■ TEXT SHOWN:
::::::::

Re: [zfs-discuss] Zpool with data errors

2011-06-21 Thread Todd Urie
The volumes sit on HDS SAN.  The only reason for the volumes is to prevent
inadvertent import of the zpool on two nodes of a cluster simultaneously.
 Since we're on SAN with Raid internally, didn't seem to we would need zfs
to provide that redundancy also.

On Tue, Jun 21, 2011 at 4:17 AM, Remco Lengers re...@lengers.com wrote:

 **
 Todd,

 Is that ZFS on top of VxVM ?  Are those volumes okay? I wonder if this is
 really a sensible combination?

 ..Remco


 On 6/21/11 7:36 AM, Todd Urie wrote:

 I have a zpool that shows the following from a zpool status -v zpool name


  brsnnfs0104 [/var/spool/cron/scripts]# zpool status -v  ABC0101
   pool: ABC0101
  state: ONLINE
 status: One or more devices has experienced an error resulting in data
 corruption.  Applications may be affected.
 action: Restore the file in question if possible.  Otherwise restore the
 entire pool from backup.
see: http://www.sun.com/msg/ZFS-8000-8A
  scrub: none requested
 config:

  NAME  STATE READ WRITE CKSUM
  ABC0101   ONLINE   0 010
   /dev/vx/dsk/ ABC01dg/ ABC0101_01  ONLINE   0 0 2
   /dev/vx/dsk/ ABC01dg/ ABC0101_02  ONLINE   0 0 8
   /dev/vx/dsk/ ABC01dg/ ABC0101_03  ONLINE   0 010

  errors: Permanent errors have been detected in the following files:

 /clients/ABC0101/rep/local/bfm/web/htdocs/tmp/rscache/717b52282ea059452621587173561360
 /clients/
 ABC0101/rep/local/bfm/web/htdocs/tmp/rscache/6e6a9f37c4d13fdb3dcb8649272a2a49
 /clients/
 ABC0101/rep/d0/prod1/reports/ReutersCMOLoad/ReutersCMOLoad.
 ABCntss001.20110620.141330.26496.ROLLBACK_FOR_UPDATE_COUPONS.html
 /clients/
 ABC0101/rep/local/bfm/web/htdocs/tmp/G2_0.related_detail_loader.1308593666.54643.n5cpoli3355.data
 /clients/
 ABC0101/rep/d0/prod1/reports/gp_reports/ALLMNG/20110429/F_OLPO82_A.gp.
 ABCIM_GA.nlaf.xml.gz
 /clients/
 ABC0101/rep/d0/prod1/reports/gp_reports/ALLMNG/20110429/UNVLXCIAFI.gp.
 ABCIM_GA.nlaf.xml.gz
 /clients/
 ABC0101/rep/d0/prod1/reports/gp_reports/ALLMNG/20110429/UNIVLEXCIA.gp.BARCRATING_
 ABC.nlaf.xml.gz

  I think that a scrub at least has the possibility to clear this up.  A
 quick search suggests that others have had some good experience with using
 scrub in similar circumstances.  I was wondering if anyone could share some
 of their experiences, good and bad, so that I can assess the risk and
 probability of success with this approach.  Also, any other ideas would
 certainly be appreciated.

::::::::

■ ENTRIES:

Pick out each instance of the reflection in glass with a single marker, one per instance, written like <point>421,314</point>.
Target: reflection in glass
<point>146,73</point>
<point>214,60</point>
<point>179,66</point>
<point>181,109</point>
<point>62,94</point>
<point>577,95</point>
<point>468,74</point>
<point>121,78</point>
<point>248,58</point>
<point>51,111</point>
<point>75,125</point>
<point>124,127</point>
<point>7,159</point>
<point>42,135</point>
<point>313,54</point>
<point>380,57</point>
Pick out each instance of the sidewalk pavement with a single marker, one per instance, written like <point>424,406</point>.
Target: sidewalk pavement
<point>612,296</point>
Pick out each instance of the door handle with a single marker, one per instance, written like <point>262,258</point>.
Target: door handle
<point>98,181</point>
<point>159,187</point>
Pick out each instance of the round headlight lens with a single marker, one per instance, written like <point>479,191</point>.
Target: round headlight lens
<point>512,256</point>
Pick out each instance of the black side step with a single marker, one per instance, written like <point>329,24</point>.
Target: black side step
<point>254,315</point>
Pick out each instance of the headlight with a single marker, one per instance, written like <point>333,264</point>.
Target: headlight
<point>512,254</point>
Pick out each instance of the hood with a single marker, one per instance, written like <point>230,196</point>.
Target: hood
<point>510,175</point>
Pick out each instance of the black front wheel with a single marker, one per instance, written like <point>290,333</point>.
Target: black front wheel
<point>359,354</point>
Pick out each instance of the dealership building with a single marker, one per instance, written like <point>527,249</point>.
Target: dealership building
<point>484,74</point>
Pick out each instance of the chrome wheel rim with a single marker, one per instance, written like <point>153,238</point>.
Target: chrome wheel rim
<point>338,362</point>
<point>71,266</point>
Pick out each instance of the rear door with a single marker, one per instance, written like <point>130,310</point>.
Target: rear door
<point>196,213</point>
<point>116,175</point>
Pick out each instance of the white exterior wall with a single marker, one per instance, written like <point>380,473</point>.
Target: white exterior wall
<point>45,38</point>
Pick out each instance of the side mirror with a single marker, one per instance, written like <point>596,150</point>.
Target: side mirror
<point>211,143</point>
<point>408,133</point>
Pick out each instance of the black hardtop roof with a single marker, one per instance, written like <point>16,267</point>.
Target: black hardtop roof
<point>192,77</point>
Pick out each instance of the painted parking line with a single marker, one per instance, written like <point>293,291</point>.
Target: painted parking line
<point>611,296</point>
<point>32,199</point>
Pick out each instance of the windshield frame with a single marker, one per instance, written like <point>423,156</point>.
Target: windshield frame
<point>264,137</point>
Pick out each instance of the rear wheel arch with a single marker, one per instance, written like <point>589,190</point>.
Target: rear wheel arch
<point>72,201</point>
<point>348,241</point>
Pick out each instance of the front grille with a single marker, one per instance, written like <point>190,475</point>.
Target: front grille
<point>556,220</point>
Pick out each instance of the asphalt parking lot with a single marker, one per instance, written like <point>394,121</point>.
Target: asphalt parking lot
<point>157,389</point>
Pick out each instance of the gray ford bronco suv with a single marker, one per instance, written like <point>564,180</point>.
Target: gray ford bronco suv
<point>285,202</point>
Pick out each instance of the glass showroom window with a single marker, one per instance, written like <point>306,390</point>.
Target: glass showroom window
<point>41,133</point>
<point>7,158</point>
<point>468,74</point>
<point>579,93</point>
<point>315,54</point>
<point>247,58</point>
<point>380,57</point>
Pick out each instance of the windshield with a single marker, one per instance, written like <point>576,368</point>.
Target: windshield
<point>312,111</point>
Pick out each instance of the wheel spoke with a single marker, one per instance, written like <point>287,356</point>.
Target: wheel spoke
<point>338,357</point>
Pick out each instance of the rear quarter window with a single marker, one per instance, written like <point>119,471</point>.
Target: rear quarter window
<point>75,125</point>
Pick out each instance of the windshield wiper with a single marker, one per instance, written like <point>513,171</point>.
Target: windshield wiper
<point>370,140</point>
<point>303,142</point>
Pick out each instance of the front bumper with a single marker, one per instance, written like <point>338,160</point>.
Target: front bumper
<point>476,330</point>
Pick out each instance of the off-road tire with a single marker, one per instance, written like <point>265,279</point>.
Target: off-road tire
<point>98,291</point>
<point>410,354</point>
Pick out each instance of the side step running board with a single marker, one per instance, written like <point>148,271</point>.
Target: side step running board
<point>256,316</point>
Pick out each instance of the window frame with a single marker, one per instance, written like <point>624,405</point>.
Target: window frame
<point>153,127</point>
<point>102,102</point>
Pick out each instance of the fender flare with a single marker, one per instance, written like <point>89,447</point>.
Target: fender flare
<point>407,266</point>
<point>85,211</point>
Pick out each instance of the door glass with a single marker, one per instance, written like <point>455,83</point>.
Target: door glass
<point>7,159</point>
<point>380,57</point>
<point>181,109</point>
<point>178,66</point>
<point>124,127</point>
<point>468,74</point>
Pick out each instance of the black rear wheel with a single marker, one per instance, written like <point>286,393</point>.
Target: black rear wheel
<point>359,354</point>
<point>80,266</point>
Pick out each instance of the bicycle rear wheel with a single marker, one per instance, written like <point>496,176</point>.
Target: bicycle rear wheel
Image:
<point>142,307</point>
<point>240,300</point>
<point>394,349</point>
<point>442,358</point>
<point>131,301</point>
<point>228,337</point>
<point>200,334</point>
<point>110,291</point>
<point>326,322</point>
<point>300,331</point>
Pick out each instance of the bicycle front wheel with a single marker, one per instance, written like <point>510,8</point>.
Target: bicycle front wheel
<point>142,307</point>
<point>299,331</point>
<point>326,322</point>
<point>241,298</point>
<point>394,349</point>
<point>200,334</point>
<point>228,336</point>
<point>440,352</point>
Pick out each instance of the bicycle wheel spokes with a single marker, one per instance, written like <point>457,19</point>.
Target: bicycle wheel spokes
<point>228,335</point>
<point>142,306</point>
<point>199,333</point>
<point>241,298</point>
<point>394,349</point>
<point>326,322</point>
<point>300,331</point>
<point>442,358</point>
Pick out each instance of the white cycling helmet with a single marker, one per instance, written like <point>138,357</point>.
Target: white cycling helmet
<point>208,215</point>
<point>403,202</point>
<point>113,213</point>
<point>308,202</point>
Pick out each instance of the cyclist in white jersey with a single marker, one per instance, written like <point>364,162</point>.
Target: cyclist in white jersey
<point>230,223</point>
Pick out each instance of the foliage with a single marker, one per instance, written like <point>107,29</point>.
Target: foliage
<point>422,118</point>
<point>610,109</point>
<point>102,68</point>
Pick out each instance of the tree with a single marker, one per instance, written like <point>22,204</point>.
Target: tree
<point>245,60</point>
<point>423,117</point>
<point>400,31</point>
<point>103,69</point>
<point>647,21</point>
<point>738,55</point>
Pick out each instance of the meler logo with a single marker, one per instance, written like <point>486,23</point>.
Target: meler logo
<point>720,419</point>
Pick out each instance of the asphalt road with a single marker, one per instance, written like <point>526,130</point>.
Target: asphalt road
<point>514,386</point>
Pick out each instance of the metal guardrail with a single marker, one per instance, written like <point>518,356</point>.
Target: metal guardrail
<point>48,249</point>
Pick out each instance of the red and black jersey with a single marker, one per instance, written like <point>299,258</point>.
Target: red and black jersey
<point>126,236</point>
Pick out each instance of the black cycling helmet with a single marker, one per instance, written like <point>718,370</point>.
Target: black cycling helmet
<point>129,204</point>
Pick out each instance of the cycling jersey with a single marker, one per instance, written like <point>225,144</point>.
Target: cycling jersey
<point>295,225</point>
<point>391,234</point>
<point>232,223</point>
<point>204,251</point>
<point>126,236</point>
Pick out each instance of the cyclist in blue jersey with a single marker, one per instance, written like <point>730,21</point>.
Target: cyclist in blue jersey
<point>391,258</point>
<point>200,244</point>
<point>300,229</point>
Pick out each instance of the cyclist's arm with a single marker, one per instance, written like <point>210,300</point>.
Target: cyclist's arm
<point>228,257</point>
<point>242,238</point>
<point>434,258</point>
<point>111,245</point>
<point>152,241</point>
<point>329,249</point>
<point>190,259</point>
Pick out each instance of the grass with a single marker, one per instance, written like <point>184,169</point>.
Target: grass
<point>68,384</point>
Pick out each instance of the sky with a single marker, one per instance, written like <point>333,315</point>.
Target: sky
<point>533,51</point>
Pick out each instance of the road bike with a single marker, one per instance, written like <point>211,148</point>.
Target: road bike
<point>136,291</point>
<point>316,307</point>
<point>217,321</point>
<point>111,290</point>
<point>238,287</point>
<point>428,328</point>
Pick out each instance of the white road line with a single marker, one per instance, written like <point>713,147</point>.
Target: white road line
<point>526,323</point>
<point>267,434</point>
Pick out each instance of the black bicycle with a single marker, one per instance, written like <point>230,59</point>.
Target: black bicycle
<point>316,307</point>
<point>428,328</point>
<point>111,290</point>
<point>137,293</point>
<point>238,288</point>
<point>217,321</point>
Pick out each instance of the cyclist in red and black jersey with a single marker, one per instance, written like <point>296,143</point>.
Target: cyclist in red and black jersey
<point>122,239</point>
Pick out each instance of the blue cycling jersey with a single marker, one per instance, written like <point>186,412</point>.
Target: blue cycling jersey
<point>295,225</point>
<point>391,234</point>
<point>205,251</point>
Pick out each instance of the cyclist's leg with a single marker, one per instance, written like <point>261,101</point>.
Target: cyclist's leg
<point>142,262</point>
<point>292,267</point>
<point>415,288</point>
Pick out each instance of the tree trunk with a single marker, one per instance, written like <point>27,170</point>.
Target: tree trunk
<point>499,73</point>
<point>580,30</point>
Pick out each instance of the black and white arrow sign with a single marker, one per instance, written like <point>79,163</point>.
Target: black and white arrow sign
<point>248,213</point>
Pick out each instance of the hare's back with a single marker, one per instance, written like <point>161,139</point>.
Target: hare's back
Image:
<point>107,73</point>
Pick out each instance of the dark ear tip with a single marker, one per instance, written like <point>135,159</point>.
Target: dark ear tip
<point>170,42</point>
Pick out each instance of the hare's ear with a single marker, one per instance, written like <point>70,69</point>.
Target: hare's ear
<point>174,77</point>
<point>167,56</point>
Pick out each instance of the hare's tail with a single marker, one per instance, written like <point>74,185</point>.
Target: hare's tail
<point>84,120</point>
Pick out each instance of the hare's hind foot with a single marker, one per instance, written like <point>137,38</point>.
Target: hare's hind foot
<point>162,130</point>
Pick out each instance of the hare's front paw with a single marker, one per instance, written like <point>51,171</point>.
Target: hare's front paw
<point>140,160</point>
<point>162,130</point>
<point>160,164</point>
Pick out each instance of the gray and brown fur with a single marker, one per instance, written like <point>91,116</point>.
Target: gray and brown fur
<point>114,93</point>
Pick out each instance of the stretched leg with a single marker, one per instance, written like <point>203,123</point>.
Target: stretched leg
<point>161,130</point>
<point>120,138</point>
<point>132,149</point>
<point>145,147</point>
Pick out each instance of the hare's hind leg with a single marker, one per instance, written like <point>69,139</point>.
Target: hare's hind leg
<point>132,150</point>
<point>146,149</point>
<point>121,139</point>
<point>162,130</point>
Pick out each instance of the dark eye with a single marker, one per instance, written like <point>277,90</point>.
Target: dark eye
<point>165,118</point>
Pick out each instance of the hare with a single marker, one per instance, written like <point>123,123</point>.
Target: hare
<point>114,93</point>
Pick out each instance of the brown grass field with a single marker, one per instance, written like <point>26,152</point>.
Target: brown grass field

::::::::

■ TASKS AND EXERCISES:
1: According to the zpool thread, why are the volumes used?
2: Sum up the zpool thread in two sentences.
3: From the zpool thread, quote the stretch from "I have a zpool" through "may be affected.".

■ SOLUTIONS IN ORDER:
1: They are used only to prevent inadvertent import of the zpool on two nodes of a cluster simultaneously.

2: Todd Urie reports that his zpool ABC0101 shows permanent errors in several files due to data corruption, and he asks others to share good and bad experiences with running a scrub to clear it up, along with any other ideas. When Remco Lengers asks whether this is ZFS on top of VxVM and whether that is a sensible combination, Todd replies that the volumes sit on HDS SAN with internal RAID and exist only to prevent the pool from being imported on two cluster nodes at once.

3:
I have a zpool that shows the following from a zpool status -v zpool name


  brsnnfs0104 [/var/spool/cron/scripts]# zpool status -v  ABC0101
   pool: ABC0101
  state: ONLINE
 status: One or more devices has experienced an error resulting in data
 corruption.  Applications may be affected.